Page text:
========================

While many seniors remain quite independent, the aging process, for others, is accompanied by the need for various types of assistance in order to successfully "age in place." Without services to meet these changing needs, the elderly population will be forced to relocate, something the board of trustees and study participants did not - and still don't - want to see happen.
The survey attempted to answer several questions, including what services are available and are being utilized, what obstacles are preventing seniors from utilizing services and what gaps in service delivery exist.
The terms used in this study included social participation, use of support services and gaps in service delivery. Social participation is conceptualized as the involvement of a senior in activities outside of their own residence. Social participation is inclusive, but not exhaustive, of memberships in social clubs, involvement in religious-sponsored activities, service organizations, senior citizens programs and library-sponsored activities. Use of support services reflects a senior's enrollment in a formal program intended to enhance his/her social and/or physical functioning. Support services include senior transportation, nutritional programs, financial or in-kind, case management, respite and more. Gaps in service delivery refer to identified areas of needed services that are not accessible or available to senior residents.
The study gathered data in both survey and interview format from 233 (out of a possible 700 - a 33 percent response rate, customary for such surveys) seniors and 98 (out of a possible 141 - a high response rate of 70 percent) service providers who work with village seniors. The questions were derived from a comprehensive review of the literature on the needs of the elderly. The items reflected the three research questions of the study.
Seniors who volunteered to complete the self-administered questionnaire, distributed at local clubs, senior organizations, the local library or through home delivery services by local food markets and pharmacies, answered 10 open- and close-ended questions like "Are you currently participating in any social and/or recreational activities?" "Which of the following programs do you attend?" and "What, if anything, prevents you from attending activities in the community?"

========================

Task details: In the text on the senior services study, how many seniors provided data, out of how many possible?

========================

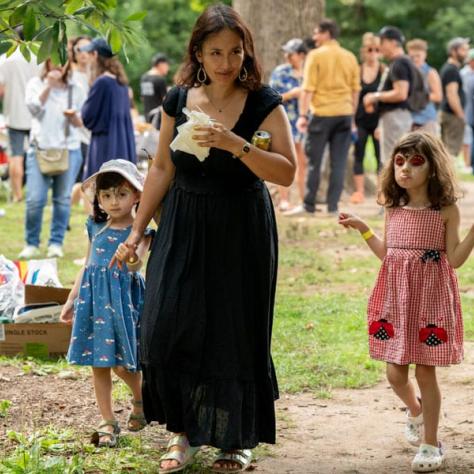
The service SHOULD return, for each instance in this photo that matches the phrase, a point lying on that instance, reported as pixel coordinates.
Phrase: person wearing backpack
(426, 118)
(392, 97)
(451, 117)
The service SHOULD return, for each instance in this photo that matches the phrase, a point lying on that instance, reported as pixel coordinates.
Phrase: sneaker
(414, 428)
(28, 252)
(55, 250)
(428, 458)
(298, 211)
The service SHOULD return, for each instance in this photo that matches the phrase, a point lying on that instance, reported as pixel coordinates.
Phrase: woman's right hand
(347, 220)
(67, 313)
(131, 244)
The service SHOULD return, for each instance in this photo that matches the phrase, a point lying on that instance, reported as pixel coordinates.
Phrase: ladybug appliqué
(433, 255)
(432, 335)
(381, 330)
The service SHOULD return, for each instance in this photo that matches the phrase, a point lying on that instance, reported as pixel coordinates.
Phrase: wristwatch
(245, 149)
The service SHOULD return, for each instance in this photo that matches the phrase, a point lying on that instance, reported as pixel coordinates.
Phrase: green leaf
(12, 49)
(26, 52)
(137, 16)
(5, 46)
(84, 11)
(16, 18)
(29, 24)
(72, 6)
(46, 45)
(115, 40)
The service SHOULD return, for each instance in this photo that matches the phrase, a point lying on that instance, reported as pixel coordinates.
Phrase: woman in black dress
(211, 276)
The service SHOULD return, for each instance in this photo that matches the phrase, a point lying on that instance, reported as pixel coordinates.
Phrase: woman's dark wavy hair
(106, 181)
(443, 189)
(213, 20)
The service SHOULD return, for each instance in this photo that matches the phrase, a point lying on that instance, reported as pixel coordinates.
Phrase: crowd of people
(332, 100)
(194, 344)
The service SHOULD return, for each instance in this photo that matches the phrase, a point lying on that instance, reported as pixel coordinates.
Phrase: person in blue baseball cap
(106, 112)
(99, 45)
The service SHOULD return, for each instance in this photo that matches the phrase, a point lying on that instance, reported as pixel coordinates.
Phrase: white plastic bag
(184, 141)
(12, 290)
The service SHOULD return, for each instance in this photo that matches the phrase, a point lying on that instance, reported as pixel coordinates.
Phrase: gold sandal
(136, 422)
(183, 456)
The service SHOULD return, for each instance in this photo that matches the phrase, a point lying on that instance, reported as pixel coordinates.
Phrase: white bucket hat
(123, 167)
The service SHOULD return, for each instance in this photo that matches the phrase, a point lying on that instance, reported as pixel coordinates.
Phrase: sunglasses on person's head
(413, 160)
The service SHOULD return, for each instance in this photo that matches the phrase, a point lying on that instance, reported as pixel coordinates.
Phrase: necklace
(220, 109)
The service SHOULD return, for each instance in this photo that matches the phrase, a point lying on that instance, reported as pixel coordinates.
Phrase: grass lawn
(320, 336)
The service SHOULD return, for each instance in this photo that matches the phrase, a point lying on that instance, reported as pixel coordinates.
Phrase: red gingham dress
(411, 294)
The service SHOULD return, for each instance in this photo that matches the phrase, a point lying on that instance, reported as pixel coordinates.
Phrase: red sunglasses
(414, 160)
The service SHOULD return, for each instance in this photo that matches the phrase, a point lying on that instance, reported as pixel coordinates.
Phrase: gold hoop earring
(243, 74)
(201, 75)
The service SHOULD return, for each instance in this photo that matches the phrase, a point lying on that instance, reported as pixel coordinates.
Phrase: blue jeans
(37, 187)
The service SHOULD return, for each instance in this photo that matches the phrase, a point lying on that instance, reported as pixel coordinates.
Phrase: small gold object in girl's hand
(262, 139)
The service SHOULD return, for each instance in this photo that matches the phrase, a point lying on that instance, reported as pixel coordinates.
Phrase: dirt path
(361, 431)
(355, 432)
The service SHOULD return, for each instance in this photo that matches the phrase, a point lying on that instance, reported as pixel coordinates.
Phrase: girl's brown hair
(443, 189)
(213, 20)
(114, 66)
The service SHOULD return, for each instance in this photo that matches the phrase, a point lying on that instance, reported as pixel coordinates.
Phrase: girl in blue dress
(105, 302)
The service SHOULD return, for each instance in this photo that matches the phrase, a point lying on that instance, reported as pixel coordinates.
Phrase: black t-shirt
(152, 91)
(450, 73)
(398, 70)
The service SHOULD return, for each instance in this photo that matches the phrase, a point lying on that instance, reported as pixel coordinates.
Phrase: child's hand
(123, 254)
(67, 313)
(351, 220)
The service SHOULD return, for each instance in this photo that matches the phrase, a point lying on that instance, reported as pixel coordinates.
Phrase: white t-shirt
(49, 122)
(82, 79)
(15, 72)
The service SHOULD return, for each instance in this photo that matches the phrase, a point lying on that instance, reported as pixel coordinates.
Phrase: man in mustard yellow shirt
(331, 84)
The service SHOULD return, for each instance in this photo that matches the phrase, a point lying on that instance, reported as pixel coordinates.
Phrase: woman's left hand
(123, 254)
(217, 136)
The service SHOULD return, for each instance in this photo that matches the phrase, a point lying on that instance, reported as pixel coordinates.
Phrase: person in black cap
(286, 79)
(153, 86)
(106, 112)
(451, 116)
(392, 96)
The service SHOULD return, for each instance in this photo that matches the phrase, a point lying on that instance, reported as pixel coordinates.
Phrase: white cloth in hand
(184, 140)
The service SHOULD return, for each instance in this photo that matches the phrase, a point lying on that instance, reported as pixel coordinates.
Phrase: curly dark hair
(443, 189)
(106, 181)
(213, 20)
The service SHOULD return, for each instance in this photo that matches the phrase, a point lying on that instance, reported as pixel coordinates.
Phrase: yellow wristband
(368, 234)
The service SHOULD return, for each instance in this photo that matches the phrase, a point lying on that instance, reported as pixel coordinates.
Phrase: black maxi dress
(210, 289)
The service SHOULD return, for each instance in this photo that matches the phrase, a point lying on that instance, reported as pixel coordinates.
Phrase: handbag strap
(69, 105)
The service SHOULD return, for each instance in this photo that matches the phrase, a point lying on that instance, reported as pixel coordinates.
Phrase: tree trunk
(274, 22)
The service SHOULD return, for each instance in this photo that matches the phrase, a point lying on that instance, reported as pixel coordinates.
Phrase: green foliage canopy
(47, 23)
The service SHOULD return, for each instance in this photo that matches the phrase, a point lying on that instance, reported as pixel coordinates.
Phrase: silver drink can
(262, 139)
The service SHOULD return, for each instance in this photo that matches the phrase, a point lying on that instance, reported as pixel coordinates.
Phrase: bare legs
(301, 178)
(102, 378)
(397, 376)
(16, 172)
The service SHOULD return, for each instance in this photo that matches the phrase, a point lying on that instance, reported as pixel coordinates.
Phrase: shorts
(17, 139)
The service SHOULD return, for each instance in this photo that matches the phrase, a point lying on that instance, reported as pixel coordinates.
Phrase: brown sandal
(136, 422)
(114, 435)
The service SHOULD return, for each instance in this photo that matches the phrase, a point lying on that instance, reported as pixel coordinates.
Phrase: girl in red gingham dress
(414, 311)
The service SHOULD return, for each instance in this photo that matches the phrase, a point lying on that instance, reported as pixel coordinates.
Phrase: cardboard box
(37, 340)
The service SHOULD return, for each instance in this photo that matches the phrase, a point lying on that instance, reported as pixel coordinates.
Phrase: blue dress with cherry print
(108, 307)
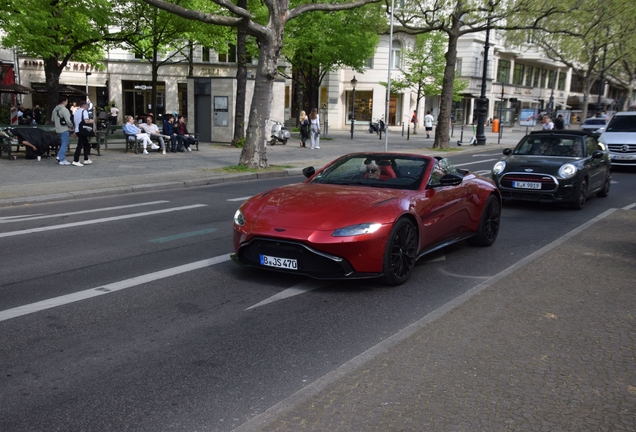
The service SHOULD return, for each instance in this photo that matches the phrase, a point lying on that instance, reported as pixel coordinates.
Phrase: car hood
(618, 138)
(322, 207)
(547, 164)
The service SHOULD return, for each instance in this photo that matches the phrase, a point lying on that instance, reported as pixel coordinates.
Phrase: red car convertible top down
(366, 215)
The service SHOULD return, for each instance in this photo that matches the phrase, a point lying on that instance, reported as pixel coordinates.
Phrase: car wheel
(488, 224)
(400, 253)
(605, 191)
(581, 196)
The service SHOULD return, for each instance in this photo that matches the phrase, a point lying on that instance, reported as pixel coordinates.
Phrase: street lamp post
(354, 81)
(482, 102)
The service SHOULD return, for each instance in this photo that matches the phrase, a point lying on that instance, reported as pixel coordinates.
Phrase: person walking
(314, 129)
(61, 117)
(114, 115)
(81, 116)
(304, 129)
(428, 123)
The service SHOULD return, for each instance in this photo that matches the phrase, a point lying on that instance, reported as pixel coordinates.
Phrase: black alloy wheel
(605, 191)
(488, 224)
(581, 196)
(400, 253)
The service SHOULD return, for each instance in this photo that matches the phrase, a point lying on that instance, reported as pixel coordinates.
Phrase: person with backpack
(62, 120)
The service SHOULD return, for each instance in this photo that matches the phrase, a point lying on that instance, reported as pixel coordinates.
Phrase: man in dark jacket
(182, 133)
(169, 131)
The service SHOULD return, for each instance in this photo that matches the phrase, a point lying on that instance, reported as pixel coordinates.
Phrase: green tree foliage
(58, 31)
(424, 65)
(459, 17)
(591, 43)
(268, 29)
(322, 42)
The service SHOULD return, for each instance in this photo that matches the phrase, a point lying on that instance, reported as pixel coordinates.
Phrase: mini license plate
(526, 185)
(285, 263)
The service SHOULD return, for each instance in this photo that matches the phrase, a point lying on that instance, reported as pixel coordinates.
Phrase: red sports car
(366, 215)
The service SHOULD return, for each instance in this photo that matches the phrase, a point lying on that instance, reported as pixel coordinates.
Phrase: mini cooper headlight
(239, 219)
(499, 167)
(567, 171)
(354, 230)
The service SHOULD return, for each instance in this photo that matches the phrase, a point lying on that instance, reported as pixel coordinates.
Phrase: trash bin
(495, 125)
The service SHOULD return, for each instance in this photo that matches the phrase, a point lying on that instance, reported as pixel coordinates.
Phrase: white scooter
(279, 133)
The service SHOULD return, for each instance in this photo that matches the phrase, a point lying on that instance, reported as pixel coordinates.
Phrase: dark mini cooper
(554, 166)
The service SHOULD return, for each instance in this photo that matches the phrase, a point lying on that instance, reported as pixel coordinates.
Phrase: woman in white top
(314, 129)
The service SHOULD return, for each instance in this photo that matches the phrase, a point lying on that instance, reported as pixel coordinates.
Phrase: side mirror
(309, 172)
(451, 180)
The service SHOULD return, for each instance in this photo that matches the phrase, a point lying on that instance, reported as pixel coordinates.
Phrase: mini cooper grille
(547, 183)
(622, 148)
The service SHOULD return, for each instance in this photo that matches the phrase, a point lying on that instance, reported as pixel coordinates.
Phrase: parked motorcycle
(279, 133)
(376, 126)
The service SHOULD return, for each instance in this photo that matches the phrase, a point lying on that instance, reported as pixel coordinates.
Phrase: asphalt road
(132, 318)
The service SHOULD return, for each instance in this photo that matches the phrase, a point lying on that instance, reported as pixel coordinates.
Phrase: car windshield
(542, 145)
(622, 124)
(595, 122)
(375, 170)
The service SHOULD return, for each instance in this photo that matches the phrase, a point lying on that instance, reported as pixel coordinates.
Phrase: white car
(619, 137)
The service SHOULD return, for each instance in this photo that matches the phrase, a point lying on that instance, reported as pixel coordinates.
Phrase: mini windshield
(622, 124)
(375, 170)
(542, 145)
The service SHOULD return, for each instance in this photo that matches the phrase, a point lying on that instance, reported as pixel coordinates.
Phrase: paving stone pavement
(115, 171)
(549, 347)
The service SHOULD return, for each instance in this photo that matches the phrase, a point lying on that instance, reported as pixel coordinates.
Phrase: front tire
(606, 186)
(581, 196)
(488, 224)
(400, 253)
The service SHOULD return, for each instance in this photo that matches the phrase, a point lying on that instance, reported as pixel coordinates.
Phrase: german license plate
(285, 263)
(526, 185)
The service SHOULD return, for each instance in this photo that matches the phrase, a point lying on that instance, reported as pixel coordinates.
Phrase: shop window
(517, 77)
(396, 55)
(503, 71)
(229, 56)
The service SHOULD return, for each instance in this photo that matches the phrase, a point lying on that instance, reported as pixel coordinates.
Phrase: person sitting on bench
(131, 129)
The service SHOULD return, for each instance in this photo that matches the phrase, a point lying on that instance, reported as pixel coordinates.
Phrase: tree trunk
(442, 132)
(254, 153)
(52, 73)
(241, 81)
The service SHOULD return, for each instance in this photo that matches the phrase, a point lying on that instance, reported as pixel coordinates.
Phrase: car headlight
(499, 167)
(354, 230)
(567, 171)
(239, 219)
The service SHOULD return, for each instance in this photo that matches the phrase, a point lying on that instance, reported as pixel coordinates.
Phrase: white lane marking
(476, 162)
(109, 288)
(39, 216)
(301, 288)
(3, 218)
(463, 276)
(95, 221)
(310, 390)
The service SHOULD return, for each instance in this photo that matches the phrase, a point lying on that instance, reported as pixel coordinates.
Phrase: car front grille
(622, 148)
(310, 261)
(548, 183)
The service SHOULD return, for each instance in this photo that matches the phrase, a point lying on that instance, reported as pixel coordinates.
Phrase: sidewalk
(548, 345)
(28, 181)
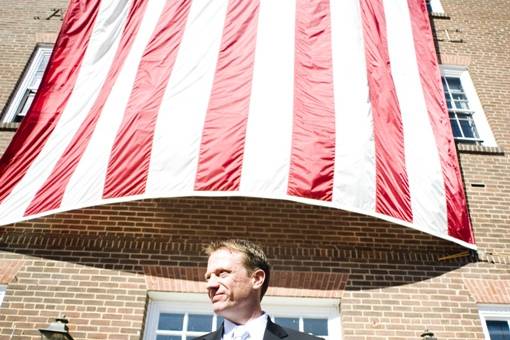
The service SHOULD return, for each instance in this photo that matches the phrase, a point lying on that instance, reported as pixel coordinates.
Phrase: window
(434, 6)
(2, 293)
(495, 322)
(27, 87)
(468, 121)
(179, 316)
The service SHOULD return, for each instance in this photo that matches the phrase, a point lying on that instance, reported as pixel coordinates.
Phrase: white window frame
(479, 118)
(436, 6)
(493, 313)
(41, 51)
(169, 302)
(3, 288)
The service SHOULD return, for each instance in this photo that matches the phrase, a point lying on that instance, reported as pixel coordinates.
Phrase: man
(237, 278)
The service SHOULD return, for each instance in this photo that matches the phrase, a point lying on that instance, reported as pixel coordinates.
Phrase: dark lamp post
(57, 330)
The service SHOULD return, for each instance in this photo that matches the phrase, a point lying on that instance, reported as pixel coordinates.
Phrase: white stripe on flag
(180, 119)
(269, 130)
(354, 183)
(422, 160)
(86, 184)
(96, 63)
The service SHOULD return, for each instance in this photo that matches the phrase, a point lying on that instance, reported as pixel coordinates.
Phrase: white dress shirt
(255, 328)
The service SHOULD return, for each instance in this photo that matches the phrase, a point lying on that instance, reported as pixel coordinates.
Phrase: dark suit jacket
(273, 332)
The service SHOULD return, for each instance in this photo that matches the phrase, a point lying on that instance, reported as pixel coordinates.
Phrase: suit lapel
(273, 331)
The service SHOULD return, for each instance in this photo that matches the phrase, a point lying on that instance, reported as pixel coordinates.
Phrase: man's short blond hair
(254, 256)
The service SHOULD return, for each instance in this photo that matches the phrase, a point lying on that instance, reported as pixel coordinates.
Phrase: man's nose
(212, 282)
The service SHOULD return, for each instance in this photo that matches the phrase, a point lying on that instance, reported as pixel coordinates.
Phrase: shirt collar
(256, 327)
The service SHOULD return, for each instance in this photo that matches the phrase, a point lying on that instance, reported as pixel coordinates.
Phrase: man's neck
(244, 319)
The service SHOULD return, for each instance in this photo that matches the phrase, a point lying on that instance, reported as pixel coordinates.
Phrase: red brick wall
(97, 264)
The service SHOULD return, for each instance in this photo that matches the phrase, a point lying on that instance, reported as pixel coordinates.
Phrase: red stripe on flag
(459, 225)
(392, 185)
(313, 137)
(52, 96)
(51, 193)
(128, 167)
(222, 146)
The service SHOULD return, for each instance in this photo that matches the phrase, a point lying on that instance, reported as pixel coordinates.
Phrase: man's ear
(258, 277)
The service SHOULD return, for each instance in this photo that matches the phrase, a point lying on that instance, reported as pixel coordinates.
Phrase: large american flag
(336, 103)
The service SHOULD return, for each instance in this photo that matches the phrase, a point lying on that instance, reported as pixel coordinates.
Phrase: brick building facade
(107, 267)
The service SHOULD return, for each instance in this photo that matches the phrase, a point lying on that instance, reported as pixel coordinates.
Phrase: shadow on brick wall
(360, 251)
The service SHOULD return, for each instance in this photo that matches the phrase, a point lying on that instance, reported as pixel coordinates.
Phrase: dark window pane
(316, 326)
(498, 330)
(454, 84)
(467, 128)
(219, 321)
(288, 322)
(200, 323)
(168, 337)
(169, 321)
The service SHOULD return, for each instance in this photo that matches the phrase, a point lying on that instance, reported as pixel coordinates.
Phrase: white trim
(39, 53)
(481, 123)
(273, 305)
(493, 312)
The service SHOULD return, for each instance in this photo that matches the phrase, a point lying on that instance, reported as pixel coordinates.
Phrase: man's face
(231, 289)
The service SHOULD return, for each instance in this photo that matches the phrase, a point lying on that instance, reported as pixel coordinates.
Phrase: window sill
(9, 126)
(479, 149)
(439, 15)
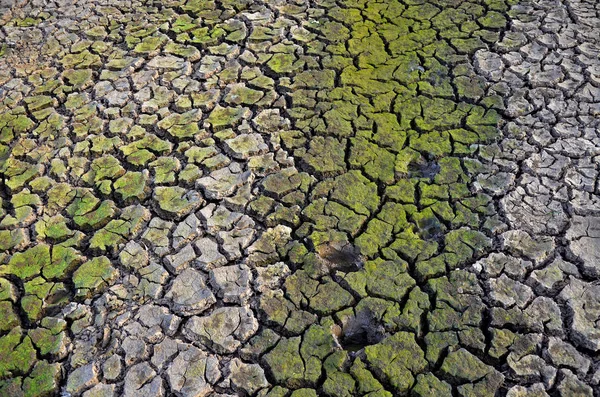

========================

Task result: 233 seniors, out of a possible 700.